**DOCUMENT TEXT**.
□ □ □ □ □ □ □

= Duty to retreat =

Legal requirement

In law, the duty to retreat, or requirement of safe retreat, is a legal requirement in some jurisdictions that a threatened person cannot harm another in self-defense (especially lethal force) when it is possible instead to retreat to a place of safety. This requirement contrasts with some other jurisdictions to stand one's ground, meaning being allowed to defend one's self instead of retreating.

It is a specific component which sometimes appears in the criminal defense of self-defense, and which must be addressed if criminal defendants are to prove that their conduct was justified. Depending on the state the criminal defendants have to prove a minimal time period of safe retreat.

==English law==
In English law the focus of the test is whether the defendant is acting reasonably in the particular situation. There is no specific requirement that a person must retreat in anticipation of an attack. Although some withdrawal would be useful evidence to prove that the defendant did not want to fight, not every defendant is able to escape. In R v Bird the defendant was physically attacked, and reacted instinctively and immediately without having the opportunity to retreat. Had there been a delay in the response, the reaction might have appeared more revenge than self-defense.

□ □ □ □ □ □ □

**RECORD EXTRACTS**.
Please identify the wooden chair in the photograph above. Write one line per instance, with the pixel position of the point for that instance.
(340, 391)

□ □ □ □ □ □ □

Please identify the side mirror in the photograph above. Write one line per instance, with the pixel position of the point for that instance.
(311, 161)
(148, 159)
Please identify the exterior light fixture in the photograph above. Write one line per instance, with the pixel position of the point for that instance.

□ □ □ □ □ □ □

**TASK INSTRUCTIONS**.
1) Output the part of the duty-to-retreat text starting with "In law, the" and going on through "of safe retreat.".
2) According to the duty-to-retreat text, how did the defendant in R v Bird react after being physically attacked?

**RESULTS IN ORDER**.
1)
In law, the duty to retreat, or requirement of safe retreat, is a legal requirement in some jurisdictions that a threatened person cannot harm another in self-defense (especially lethal force) when it is possible instead to retreat to a place of safety. This requirement contrasts with some other jurisdictions to stand one's ground, meaning being allowed to defend one's self instead of retreating.

It is a specific component which sometimes appears in the criminal defense of self-defense, and which must be addressed if criminal defendants are to prove that their conduct was justified. Depending on the state the criminal defendants have to prove a minimal time period of safe retreat.

2) The defendant reacted instinctively and immediately, without having the opportunity to retreat.